That's what we're about to do is get into some shows this year. I haven't done that before.

Oh, I love it. Like, I don't know if you got it in your capacity, but like, even if you got a, you probably seven and a half hours, come do a show with us. And dude, watch how we work a show. It's our best lead source, highest closing percentage. And we do abstract shows. We got a boat, sport, and RV show. in the last weekend in January, we will be the only home service company in that bitch, and we will close because it's our avatar buyer. Who walks into a boat sport and RV show? Dudes with money, like husbands and wives looking to buy a jet ski or a side-by-side. You don't have to always go to a generator show or a home improvement show, who is my avatar buyer? My CRM has taught me 150K household income, likes outdoor hobbies, probably an entrepreneur or a high-level husband and wife, lives on a corner lot, two dogs in the home. 99% of our buyers have two dogs in the home. Dude, I'll go sell generators at a pet expo. Because if my avatar buyer is in the building, I'm showing up.

I got you. I like that. I like that. I really do. I didn't even think of it that way. How did you find out that your average person or whatever is someone with two dogs?

Because when my sales guy is doing home consultation,

the right stuff down.

CRM, I fleece them for data. And our girl in the office that supports our sales guys, she'll ask our sales rep all kinds of questions about the house. Google Earth the house. If they got a dog kennel, they got a boat, two car garage, maybe an expensive outdoor kitchen with a pool. Then we tag all of that stuff in the job. So when we close, The AI in our system can cross-reference all of that. So our average buyer is 55, freaking gray hair, doctor, two cars, two dogs, hunting camp, travel baseball. We put as much shit as we can find because once you do 3,000, 4,000 appointments and you dial in, I got a 35% close percentage, all right, let's go study who we sell to.

CHALLENGE 1: Pull out every row below that contains the word "woman", matching case.

Rows taken from a collection
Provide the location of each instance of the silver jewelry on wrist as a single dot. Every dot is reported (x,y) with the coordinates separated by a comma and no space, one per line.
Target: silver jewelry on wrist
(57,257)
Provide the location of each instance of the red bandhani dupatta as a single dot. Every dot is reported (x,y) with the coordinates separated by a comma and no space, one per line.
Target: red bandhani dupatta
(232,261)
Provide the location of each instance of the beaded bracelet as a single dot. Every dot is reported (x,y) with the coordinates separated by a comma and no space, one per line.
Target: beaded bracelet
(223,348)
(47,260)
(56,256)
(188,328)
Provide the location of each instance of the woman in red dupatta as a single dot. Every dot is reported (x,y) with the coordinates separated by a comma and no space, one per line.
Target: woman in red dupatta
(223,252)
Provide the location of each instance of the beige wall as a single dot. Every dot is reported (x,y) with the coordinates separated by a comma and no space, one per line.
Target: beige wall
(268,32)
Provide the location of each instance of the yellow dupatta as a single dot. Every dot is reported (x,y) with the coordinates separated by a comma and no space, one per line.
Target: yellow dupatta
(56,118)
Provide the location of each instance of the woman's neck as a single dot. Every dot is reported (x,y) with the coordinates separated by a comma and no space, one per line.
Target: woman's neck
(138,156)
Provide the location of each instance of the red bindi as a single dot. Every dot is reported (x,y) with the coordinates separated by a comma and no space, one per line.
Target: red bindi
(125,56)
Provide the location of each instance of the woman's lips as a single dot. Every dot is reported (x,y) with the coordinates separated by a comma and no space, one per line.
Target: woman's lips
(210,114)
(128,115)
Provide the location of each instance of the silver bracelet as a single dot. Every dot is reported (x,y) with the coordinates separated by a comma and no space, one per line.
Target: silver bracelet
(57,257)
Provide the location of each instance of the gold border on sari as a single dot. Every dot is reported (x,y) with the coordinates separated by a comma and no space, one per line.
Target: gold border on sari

CHALLENGE 2: From the sales conversation, give again the part that opens with the words containing "I got you. I" and closes with "right stuff down.", renaming "home consultation" to "house visit".

RIGHT ANSWER 1:
Provide the location of each instance of the woman in red dupatta as a single dot. Every dot is reported (x,y) with the coordinates separated by a comma and no space, one per line.
Target: woman in red dupatta
Provide the location of each instance of the woman's neck as a single dot. Every dot is reported (x,y) with the coordinates separated by a comma and no space, one per line.
Target: woman's neck
Provide the location of each instance of the woman's lips as a single dot. Every dot is reported (x,y) with the coordinates separated by a comma and no space, one per line.
Target: woman's lips

RIGHT ANSWER 2:
I got you. I like that. I like that. I really do. I didn't even think of it that way. How did you find out that your average person or whatever is someone with two dogs?

Because when my sales guy is doing house visit,

the right stuff down.